Location identification rows –
□ □ □ □
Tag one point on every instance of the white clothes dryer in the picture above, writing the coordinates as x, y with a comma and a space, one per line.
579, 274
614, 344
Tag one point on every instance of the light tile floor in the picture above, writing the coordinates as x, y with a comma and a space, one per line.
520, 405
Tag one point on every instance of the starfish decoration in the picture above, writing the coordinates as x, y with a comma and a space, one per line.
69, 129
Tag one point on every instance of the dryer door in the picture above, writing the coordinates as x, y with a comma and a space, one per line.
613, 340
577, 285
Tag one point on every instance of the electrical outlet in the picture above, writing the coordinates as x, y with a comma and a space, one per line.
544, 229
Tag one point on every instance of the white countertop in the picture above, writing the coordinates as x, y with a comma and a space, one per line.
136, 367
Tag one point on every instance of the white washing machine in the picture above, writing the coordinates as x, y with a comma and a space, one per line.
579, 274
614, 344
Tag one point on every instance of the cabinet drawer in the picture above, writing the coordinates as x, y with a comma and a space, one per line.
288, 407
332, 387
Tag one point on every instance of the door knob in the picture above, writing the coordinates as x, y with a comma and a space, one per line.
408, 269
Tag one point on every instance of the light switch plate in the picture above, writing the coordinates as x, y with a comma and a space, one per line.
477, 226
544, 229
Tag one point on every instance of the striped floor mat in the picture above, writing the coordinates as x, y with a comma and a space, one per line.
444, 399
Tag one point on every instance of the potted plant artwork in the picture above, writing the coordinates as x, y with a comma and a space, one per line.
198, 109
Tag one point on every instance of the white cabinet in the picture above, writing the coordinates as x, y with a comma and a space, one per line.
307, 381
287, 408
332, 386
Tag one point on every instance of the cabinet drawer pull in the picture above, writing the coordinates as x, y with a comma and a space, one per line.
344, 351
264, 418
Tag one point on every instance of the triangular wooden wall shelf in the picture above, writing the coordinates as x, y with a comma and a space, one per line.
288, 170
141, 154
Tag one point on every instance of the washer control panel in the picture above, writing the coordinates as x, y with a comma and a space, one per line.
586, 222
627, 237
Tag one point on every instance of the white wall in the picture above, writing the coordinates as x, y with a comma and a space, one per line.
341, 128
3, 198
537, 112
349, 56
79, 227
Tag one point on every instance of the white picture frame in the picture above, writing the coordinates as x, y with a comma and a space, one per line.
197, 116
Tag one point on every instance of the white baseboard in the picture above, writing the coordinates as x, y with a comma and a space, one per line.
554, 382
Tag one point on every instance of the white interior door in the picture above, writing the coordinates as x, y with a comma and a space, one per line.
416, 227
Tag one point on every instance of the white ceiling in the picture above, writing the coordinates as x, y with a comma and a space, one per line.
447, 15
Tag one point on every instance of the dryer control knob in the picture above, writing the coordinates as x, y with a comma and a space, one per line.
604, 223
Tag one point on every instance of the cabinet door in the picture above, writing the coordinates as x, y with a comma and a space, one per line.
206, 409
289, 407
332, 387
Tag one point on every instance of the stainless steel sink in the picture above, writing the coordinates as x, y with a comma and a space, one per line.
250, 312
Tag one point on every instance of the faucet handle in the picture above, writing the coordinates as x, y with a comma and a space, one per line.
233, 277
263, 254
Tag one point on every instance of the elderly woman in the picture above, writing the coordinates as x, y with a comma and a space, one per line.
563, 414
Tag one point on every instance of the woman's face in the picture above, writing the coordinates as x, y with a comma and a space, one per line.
□ □ □ □
Task –
Please write out word for word the rows from the line that contains "Tag one point on every instance of the faucet" through the end of the rows.

Reply –
Tag one point on every instance of the faucet handle in the picture above, writing the coordinates as x, y with a comma and a space, one per line.
233, 277
263, 254
Tag one point on every instance of the elderly woman in the picture above, writing the coordinates as x, y with a comma and a space, one per line.
563, 414
Tag one point on every instance of the woman's face in the picture above, writing the coordinates as x, y with a comma and a space, one per line.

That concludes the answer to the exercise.